* begin Excerpt *
Suppose the $X,Y \in \mathcal L^1(\Omega,\mathcal F,\mathbf P)$ and that
$\mathbf E(X|Y)=Y$ a.s. and $\mathbf E(Y|X)=X$ a.s.
Prove that $\mathbf P(X=Y)=1$.
It is an exercise in Probability with Martingales.
Here is the hint in that book:
Consider $\mathbf E(X-Y;X>c,Y\le c)+\mathbf E(X-Y;X\le c,Y\le c)$.
However, I have no idea what this hint means.
Below is my attempt:
I suppose that $\mathbf P(X=Y)< 1$, and without loss of generality I suppose $\mathbf P(X>Y)>0$.
So for some $\epsilon>0$, $\mathbf P(X-Y>\epsilon)>0$. Let $S:=(X-Y>\epsilon)$ be an event.
* end Excerpt *
* begin Dataset content *
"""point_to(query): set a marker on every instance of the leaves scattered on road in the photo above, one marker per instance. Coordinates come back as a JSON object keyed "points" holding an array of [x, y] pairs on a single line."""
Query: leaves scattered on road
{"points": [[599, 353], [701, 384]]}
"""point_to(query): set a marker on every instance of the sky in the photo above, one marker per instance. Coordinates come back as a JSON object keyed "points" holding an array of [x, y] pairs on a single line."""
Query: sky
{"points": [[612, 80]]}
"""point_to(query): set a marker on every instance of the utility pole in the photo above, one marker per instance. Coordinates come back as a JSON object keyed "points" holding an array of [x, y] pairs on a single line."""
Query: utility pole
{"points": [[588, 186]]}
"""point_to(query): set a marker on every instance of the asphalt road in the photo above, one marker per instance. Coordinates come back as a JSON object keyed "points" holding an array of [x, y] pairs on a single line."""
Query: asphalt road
* end Dataset content *
- [What to do]
**1)** Write out every conditional or restricted expectation expression that appears in the martingale exercise post.
**2)** Condense the paragraph of the martingale exercise post beginning "I suppose that $\mathbf P(X=Y)< 1$" into a short bulleted list that keeps each step.
**3)** Carry on the proof attempt in the martingale exercise post, starting after the definition of the event $S$.
The listing was drawn from a separate source and has no connection to the post above it.

- [Written responses]
**1)**
- $\mathbf E(X|Y)$
- $\mathbf E(Y|X)$
- $\mathbf E(X-Y;X>c,Y\le c)$
- $\mathbf E(X-Y;X\le c,Y\le c)$

**2)**
- Assume for contradiction that $\mathbf P(X=Y)<1$.
- Without loss of generality, take $\mathbf P(X>Y)>0$.
- Then $\mathbf P(X-Y>\epsilon)>0$ for some $\epsilon>0$.
- Define the event $S:=(X-Y>\epsilon)$.

**3)**
Then integrate on $S$: $\int_S(X-Y) \text{d}\mathbf{P}>0$.
By $\mathbf E(X|Y)=Y$ a.s. and $\mathbf E(Y|X)=X$ a.s., we have $\int_D(X-T)\text{d}\mathbf P=0$ for any $D\in \sigma(X)\cup \sigma(Y)$.
But it is not guaranteed that $S\in\sigma(X)\cup \sigma(Y)$. So I am not clear how to continue my proof...
Thanks in advance.